[start of PAGE]

TRAIN/VALIDATION/TEST SPLIT
Split Sizes:
  Training set:   391,177 (70.0%)
  Validation set: 83,824 (15.0%)
  Test set:       83,824 (15.0%)
  Total:          558,825

--------------------------------------------------------------------------------
Target Distribution Across Splits:
  Train   - Mean: $13,605.71, Std: $9,756.17
  Val     - Mean: $13,613.10, Std: $9,681.98
  Test    - Mean: $13,635.96, Std: $9,785.69
  Overall - Mean: $13,611.36, Std: $9,749.50

--------------------------------------------------------------------------------
Feature Statistics (Training Set):
  Numeric features mean odometer: 68,311
  Numeric features mean vehicle_age: 5.0
  Numeric features mean mmr: $13,764.58

Data split complete and ready for modeling!


## Step 5: Train Baseline Models

Establish performance baselines with simple models:
- Linear Regression (baseline)
- Ridge Regression (regularized linear)
- Random Forest (tree-based ensemble)

Evaluate using MAE, RMSE, R², and MAPE metrics.

In [5]:
print("BASELINE MODEL TRAINING")
print("=" * 80)

# Define evaluation function
def evaluate_model(y_true, y_pred, model_name):
    mae = mean_absolute_error(y_true, y_pred)
    rmse = np.sqrt(mean_squared_error(y_true, y_pred))
    r2 = r2_score(y_true, y_pred)
    mape = mean_absolute_percentage_error(y_true, y_pred) * 100
    
    return {
        'Model': model_name,
        'MAE': mae,
        'RMSE': rmse,
        'R2': r2,
        'MAPE': mape
    }

results = []

# 1. Linear Regression
print("1. Training Linear Regression...")
lr = LinearRegression()
lr.fit(X_train, y_train)
y_pred_lr = lr.predict(X_val)
results.append(evaluate_model(y_val, y_pred_lr, 'Linear Regression'))
print("   ✓ Complete")

# 2. Ridge Regression
print("2. Training Ridge Regression...")
ridge = Ridge(alpha=1.0, random_state=RANDOM_STATE)
ridge.fit(X_train, y_train)
y_pred_ridge = ridge.predict(X_val)
results.append(evaluate_model(y_val, y_pred_ridge, 'Ridge'))
print("   ✓ Complete")

# 3. Random Forest
print("3. Training Random Forest...")
rf = RandomForestRegressor(
    n_estimators=100,
    max_depth=20,
    min_samples_split=20,
    random_state=RANDOM_STATE,
    n_jobs=-1,
    verbose=0
)
rf.fit(X_train, y_train)
y_pred_rf = rf.predict(X_val)
results.append(evaluate_model(y_val, y_pred_rf, 'Random Forest'))
print("   ✓ Complete")

# Display results
print("\n" + "=" * 80)
print("BASELINE MODEL RESULTS (Validation Set)")
print("=" * 80)
results_df = pd.DataFrame(results)
print(results_df.to_string(index=False))

print("\n" + "-" * 80)

[end of PAGE]
[start of EXTRACTED MATERIAL]

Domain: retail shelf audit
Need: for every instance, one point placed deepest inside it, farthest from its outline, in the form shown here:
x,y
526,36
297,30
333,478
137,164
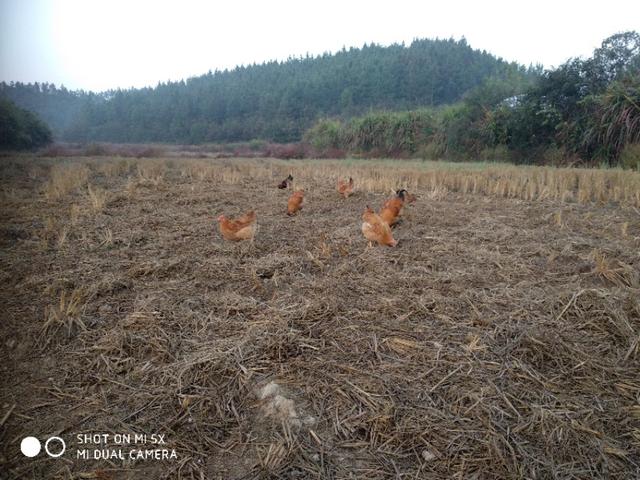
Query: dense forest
x,y
274,101
431,99
584,111
21,129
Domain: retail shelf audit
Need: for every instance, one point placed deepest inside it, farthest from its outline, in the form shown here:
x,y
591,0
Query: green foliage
x,y
617,118
21,129
275,101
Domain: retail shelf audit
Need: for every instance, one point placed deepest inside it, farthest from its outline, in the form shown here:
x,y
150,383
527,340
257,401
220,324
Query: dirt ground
x,y
499,339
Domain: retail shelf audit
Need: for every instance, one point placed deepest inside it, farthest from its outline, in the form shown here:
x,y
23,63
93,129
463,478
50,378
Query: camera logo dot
x,y
55,454
30,446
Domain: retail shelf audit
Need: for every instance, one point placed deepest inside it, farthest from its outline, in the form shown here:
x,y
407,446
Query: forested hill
x,y
274,101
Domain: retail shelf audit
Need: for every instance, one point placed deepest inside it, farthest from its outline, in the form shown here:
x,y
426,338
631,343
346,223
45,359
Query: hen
x,y
242,228
392,208
285,183
376,230
345,188
295,202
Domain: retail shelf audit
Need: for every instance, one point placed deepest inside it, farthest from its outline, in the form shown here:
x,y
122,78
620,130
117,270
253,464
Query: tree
x,y
21,129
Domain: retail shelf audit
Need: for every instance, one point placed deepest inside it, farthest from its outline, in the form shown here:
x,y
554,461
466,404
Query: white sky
x,y
98,45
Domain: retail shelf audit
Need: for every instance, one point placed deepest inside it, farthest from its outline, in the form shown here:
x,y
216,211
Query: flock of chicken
x,y
376,227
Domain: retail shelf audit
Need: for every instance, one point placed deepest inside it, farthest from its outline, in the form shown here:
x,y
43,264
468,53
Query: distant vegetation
x,y
586,110
20,129
435,99
274,101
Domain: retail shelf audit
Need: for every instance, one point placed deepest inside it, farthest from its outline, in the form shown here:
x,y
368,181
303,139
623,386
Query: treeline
x,y
586,110
20,129
275,101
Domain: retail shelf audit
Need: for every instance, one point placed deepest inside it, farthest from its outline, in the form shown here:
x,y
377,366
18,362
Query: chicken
x,y
242,228
390,214
345,188
392,208
376,230
295,202
285,183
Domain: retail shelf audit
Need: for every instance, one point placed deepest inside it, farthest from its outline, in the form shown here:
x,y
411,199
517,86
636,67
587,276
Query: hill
x,y
274,101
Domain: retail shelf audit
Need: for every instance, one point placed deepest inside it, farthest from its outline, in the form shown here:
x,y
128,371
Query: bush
x,y
20,129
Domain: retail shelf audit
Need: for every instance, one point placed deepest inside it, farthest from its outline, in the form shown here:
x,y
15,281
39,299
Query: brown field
x,y
499,339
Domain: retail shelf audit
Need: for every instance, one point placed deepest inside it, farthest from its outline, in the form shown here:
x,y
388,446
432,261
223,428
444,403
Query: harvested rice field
x,y
500,339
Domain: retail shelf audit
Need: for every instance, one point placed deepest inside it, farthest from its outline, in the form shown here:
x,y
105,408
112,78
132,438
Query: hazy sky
x,y
98,45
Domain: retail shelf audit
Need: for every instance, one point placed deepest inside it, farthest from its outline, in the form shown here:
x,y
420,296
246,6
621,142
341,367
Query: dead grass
x,y
97,198
500,339
65,179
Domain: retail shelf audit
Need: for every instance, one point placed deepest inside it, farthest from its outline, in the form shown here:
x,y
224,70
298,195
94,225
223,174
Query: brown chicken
x,y
390,214
242,228
345,188
376,230
392,208
285,183
295,202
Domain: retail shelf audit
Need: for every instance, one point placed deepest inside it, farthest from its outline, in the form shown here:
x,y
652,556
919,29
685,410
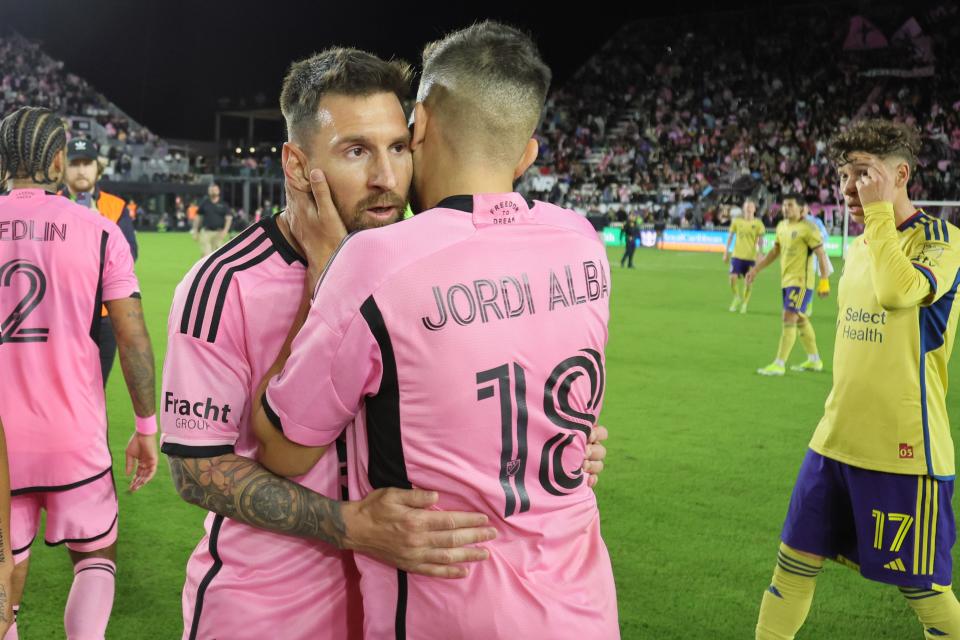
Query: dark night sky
x,y
166,62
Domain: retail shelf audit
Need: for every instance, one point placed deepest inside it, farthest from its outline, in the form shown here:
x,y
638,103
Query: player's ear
x,y
296,170
530,153
418,125
903,174
58,165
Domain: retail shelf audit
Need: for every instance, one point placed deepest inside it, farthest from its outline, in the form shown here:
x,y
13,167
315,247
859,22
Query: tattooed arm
x,y
136,360
136,353
392,525
6,555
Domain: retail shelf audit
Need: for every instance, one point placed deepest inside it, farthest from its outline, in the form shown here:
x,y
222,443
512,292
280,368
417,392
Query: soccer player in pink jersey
x,y
466,346
275,560
6,554
57,265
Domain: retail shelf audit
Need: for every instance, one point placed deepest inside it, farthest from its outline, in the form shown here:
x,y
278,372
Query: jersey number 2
x,y
12,329
509,383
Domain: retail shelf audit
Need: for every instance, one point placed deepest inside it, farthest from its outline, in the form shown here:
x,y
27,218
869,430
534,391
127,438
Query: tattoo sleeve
x,y
239,488
136,354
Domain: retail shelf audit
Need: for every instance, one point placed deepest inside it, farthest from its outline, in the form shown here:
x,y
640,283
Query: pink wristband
x,y
147,426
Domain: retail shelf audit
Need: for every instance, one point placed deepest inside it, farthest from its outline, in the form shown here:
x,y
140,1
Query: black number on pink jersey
x,y
509,382
556,404
513,451
12,329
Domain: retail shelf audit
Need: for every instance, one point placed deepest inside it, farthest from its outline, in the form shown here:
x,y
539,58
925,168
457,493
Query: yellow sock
x,y
938,612
808,337
787,338
786,602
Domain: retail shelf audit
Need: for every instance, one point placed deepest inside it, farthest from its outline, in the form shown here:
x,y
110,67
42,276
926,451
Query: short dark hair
x,y
338,70
29,139
491,79
877,137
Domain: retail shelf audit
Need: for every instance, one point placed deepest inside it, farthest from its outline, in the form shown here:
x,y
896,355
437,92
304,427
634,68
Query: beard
x,y
356,218
416,204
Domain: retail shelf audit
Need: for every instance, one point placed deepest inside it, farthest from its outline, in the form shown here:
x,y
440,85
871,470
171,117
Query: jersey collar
x,y
912,220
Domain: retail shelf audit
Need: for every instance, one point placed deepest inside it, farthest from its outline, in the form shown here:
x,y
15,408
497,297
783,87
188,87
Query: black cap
x,y
81,148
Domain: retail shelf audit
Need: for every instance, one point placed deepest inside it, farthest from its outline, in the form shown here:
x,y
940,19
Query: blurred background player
x,y
58,264
748,232
275,559
659,226
7,612
437,386
875,487
630,232
81,184
796,244
211,225
822,228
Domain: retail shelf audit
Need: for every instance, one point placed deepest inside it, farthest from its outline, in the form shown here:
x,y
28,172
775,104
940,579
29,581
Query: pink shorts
x,y
249,584
84,516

[end of EXTRACTED MATERIAL]

GIVEN EXERCISE A:
Answer these questions using the model-training page, one answer per line, marked the same way:
(i) How many rows make up the training set?
(ii) What alpha value is passed to the Ridge Regression?
(iii) What max_depth is set for the Random Forest?
GIVEN EXERCISE B:
Write out the stretch of the model-training page from "results = []" through "ridge = Ridge(alpha=1.0, random_state=RANDOM_STATE)" without changing anything.

FULL RESPONSE A:
(i) 391,177 (70.0%)
(ii) 1.0
(iii) 20

FULL RESPONSE B:
results = []

# 1. Linear Regression
print("1. Training Linear Regression...")
lr = LinearRegression()
lr.fit(X_train, y_train)
y_pred_lr = lr.predict(X_val)
results.append(evaluate_model(y_val, y_pred_lr, 'Linear Regression'))
print("   ✓ Complete")

# 2. Ridge Regression
print("2. Training Ridge Regression...")
ridge = Ridge(alpha=1.0, random_state=RANDOM_STATE)